# TEXT:
□ □ □ □

Australia’s Carbon Price Should Support the New Community Energy Sector

Australia is in the global spotlight for passing its new renewable energy package. A few days before the new measures passed, the senate saw a historic moment for community energy with the opening of Australia’s first citizen-funded wind farm.

(Watch the ABC TV story.)

The Hepburn Community Wind Farm (which I am a Director of) sits 10 km south of Daylesford, in Central Victoria and was the perfect venue for a launch festival, with local bands, food and turbine tours. 

The project was declared open when 10-year-old Neve Bosher of St. Augustine’s School in nearby Creswick cut the ribbon around one of the two wind towers. She won this by beating 147 other school children in a competition to choose the best names for the turbines. She chose Gusto and Gale.

Prime Minister Julia Gillard was not able to attend but sent a message: “As Australia’s first community-owned wind farm, you’ve set a benchmark for other communities around Australia.”

Gillard also referred to the benefits of distributed generation, “This is how so much of our energy is going to be generated in the future — not in far off power stations but in local communities, capturing the power nature gives us through the wind and the sun.”

The ceremony paid tribute to the founder, Per Bernard, who told the crowd of 750 people,  “In Denmark, where I was born, most wind farms are owned by communities.”

A highlight of the afternoon was the disbursement of the first round of community grants. Earlier this year, the Board created the Hepburn Wind Community Fund and appointed a local community stalwart, Vicki Horrigan, to be the inaugural chair.

Vicky announced grants of $15,000 to community groups for diverse causes: an arboreal tree mammal research project in the nearby Wombat Forest, a community arts project by the Bungal Arts Depot in Ballan, welding equipment for the Daylesford Men’s Shed, and play equipment for the Clunes Playgroup.

□ □ □ □

# EXCERPTED RECORDS:

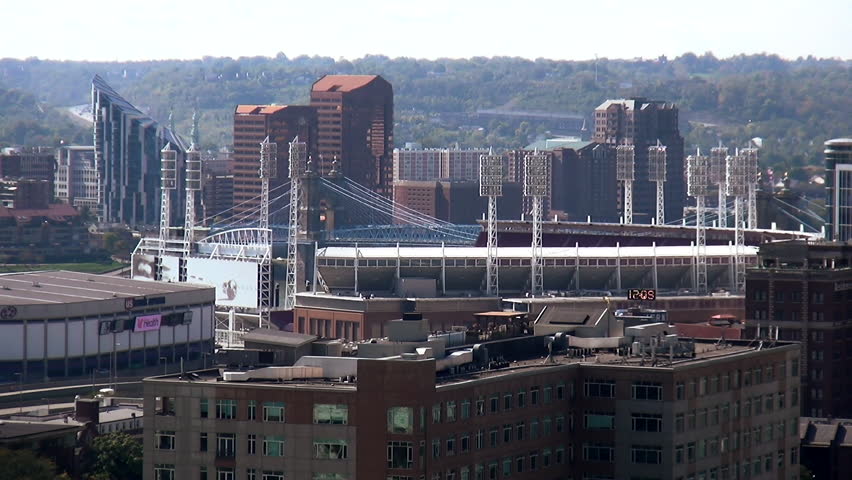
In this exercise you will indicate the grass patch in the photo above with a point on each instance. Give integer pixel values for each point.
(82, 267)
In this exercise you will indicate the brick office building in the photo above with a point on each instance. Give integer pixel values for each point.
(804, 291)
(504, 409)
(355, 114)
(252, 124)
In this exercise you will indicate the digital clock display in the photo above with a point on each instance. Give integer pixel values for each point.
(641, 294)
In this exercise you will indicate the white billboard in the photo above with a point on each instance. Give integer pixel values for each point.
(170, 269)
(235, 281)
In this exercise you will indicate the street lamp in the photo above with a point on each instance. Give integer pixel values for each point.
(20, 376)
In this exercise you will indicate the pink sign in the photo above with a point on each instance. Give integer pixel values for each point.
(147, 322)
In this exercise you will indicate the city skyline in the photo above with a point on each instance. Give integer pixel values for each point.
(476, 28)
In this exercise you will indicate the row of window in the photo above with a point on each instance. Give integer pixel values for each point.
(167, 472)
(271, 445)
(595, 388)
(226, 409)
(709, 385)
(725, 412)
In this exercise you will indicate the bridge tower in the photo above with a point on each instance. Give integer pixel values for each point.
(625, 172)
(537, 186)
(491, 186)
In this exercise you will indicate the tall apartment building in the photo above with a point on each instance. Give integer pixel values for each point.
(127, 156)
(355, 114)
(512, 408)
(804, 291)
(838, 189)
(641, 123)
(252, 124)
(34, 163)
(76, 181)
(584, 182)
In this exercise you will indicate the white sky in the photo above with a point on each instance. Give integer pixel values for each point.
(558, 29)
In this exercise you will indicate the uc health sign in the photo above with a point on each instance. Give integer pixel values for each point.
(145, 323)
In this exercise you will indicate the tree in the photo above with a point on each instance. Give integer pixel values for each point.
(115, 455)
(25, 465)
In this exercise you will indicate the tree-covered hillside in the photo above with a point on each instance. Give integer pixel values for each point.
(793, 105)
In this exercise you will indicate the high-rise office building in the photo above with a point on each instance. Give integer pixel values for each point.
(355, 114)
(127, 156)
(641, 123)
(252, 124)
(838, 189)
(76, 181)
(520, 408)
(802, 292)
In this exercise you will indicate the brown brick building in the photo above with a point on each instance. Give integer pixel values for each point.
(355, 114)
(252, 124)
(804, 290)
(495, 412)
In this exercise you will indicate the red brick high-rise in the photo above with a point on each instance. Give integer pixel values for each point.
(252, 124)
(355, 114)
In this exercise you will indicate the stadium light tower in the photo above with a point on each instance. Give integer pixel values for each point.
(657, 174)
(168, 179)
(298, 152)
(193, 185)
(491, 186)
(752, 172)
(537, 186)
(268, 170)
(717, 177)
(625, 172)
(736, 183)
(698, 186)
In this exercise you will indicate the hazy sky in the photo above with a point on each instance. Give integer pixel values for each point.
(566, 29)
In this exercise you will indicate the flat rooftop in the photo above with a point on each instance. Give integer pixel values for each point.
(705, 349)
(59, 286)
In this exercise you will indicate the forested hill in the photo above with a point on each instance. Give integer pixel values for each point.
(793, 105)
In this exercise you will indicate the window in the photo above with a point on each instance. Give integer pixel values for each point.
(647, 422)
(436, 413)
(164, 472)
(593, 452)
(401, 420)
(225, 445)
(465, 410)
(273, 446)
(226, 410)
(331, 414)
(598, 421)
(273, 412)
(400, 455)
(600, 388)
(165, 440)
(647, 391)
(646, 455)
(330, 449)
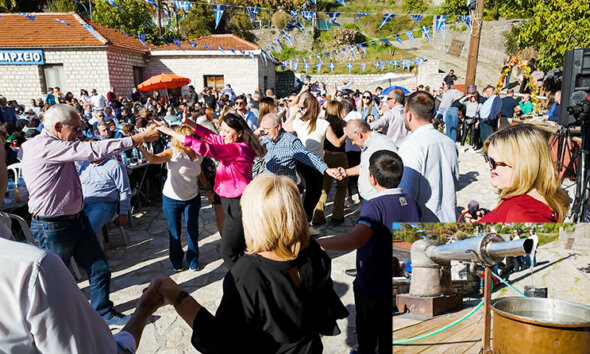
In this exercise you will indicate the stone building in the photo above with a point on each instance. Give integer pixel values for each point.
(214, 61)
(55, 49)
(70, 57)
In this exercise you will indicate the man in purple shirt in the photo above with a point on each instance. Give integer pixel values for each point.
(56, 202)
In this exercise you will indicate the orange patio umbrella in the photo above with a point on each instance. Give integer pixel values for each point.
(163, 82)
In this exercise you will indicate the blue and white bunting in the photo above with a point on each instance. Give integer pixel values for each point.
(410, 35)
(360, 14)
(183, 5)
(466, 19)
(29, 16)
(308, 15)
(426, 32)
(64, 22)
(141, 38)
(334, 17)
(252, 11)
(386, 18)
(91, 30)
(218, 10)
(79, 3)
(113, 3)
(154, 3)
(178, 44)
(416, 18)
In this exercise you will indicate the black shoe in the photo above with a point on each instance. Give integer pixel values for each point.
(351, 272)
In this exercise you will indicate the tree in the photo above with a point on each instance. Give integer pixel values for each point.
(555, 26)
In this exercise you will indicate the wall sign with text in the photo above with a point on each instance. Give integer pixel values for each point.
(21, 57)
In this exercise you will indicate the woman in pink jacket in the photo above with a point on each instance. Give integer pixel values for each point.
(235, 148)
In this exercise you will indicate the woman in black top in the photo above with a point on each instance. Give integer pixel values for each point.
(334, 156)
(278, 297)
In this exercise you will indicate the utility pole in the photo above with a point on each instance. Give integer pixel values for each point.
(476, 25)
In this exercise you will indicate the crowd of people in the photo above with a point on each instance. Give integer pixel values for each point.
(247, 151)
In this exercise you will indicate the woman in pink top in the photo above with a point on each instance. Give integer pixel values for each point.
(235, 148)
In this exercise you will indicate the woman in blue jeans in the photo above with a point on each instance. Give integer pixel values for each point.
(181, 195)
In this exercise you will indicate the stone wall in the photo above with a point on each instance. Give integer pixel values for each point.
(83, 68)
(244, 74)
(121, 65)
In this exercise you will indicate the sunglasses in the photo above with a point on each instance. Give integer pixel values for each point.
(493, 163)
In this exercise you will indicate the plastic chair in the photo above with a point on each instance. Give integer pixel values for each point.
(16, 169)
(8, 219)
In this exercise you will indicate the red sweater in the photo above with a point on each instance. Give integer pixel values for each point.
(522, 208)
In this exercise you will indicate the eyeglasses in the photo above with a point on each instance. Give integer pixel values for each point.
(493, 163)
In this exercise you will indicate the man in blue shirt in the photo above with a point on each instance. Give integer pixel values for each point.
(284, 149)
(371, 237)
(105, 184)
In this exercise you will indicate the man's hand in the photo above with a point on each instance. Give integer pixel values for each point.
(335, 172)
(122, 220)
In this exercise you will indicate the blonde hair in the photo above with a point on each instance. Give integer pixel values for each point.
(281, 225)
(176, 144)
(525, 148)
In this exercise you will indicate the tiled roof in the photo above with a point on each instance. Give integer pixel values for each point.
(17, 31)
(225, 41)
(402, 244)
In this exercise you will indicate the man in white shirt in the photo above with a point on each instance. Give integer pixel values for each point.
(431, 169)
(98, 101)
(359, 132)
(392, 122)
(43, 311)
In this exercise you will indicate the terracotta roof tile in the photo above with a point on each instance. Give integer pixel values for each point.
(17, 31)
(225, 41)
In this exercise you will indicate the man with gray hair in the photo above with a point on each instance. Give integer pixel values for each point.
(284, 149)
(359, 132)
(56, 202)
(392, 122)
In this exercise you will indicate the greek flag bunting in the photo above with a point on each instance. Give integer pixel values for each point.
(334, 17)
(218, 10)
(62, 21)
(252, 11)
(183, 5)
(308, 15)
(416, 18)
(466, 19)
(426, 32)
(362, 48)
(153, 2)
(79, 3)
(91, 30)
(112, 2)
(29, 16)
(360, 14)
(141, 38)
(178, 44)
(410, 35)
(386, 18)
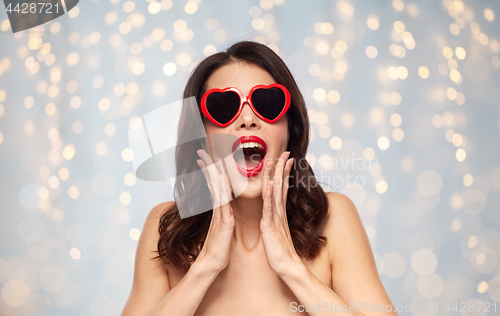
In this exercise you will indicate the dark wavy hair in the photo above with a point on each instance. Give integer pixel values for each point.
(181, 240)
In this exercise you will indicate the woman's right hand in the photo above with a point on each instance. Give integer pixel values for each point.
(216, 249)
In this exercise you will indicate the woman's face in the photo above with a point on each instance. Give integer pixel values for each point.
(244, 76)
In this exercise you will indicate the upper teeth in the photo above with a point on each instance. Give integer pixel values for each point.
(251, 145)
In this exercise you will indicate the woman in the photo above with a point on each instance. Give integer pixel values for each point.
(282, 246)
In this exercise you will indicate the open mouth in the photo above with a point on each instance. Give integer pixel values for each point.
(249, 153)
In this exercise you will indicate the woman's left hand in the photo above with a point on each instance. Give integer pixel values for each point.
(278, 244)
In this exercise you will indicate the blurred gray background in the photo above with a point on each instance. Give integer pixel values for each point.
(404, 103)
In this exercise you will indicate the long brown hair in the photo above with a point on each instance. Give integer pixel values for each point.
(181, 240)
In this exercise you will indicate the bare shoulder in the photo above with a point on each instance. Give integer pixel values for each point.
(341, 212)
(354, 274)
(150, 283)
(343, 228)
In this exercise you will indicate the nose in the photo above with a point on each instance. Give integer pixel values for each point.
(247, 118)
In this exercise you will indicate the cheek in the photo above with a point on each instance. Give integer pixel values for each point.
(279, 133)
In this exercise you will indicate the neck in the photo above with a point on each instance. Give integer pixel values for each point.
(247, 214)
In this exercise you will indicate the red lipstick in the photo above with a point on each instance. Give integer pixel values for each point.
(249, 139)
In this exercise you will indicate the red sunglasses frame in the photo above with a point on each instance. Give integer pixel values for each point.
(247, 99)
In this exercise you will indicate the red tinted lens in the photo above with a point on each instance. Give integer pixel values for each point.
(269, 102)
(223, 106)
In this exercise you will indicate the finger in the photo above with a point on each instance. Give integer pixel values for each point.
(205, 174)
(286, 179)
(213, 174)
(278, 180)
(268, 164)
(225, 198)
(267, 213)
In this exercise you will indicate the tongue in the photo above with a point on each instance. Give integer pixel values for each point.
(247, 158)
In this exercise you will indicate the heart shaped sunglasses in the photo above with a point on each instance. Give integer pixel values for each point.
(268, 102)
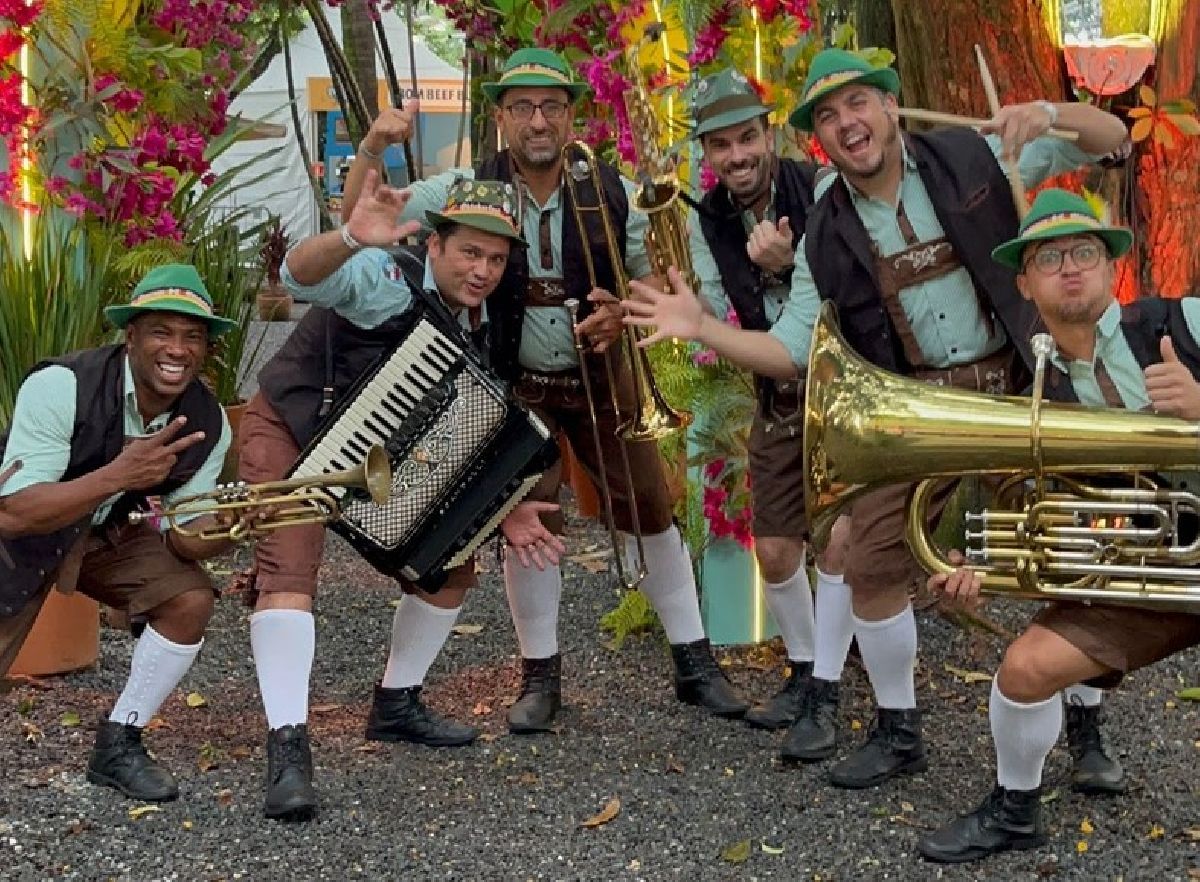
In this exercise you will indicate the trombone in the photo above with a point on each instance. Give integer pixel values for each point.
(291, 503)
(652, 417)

□ □ □ □

# WHAT IS ASKED:
Write the next part of the article about Australia's first community-owned wind farm, picking up right after the paragraph on the $15,000 in community grants.

# THE RESPONSE:
The Fund is a crucial element of Hepburn Wind. Most of the 1,900 shareholders come from the local community, so they are keen to put profits back into the local area, as well as getting a financial return for shareholders. Assets for the Fund come from the wind farm’s profits as well as Red Energy, the electricity retailer to which Hepburn Wind sells its output. 

Its dream is for Australia to build dozens of community wind farms and solar parks over the next several years. One of the key measures in Australia’s new carbon price package is the Clean Energy Finance Corporation (CEFC), which has AU$10 billion for renewable energy and “clean” energy finance. Community energy projects should have access to funds from the CEFC, which will rapidly accelerate the growth of the sector.

Professor David Karoly is one of Australia’s leading climate scientists and gave the keynote speech at the launch.  “This project demonstrates that there’s a viable business plan for communities to build wind farms on a small scale all around Australia in rural and regional areas and it will generate income and jobs,” he said.

Simon Holmes à Court, Chairman of Hepburn Wind said, “With the passage of the carbon legislation this week, many other regional communities will benefit from the transformation of our energy sector.”

However, there was a sad note to the day as the State Government of Victoria passed some of the most draconian anti-wind laws in the world. Under these new laws, Hepburn Wind would not have been built. 

This is bizarre, because the project is widely supported as an exemplar of sensitive project design. Indeed, it has seed funding from the state government, through Sustainability Victoria, and was awarded the Victorian Premier’s Sustainability Award.

Community owned energy is the one of the most powerful ways to build the social licence of renewables and counter the extremists. This makes Hepburn Wind an achievement not just for the locals and others directly involved, but for the entire country.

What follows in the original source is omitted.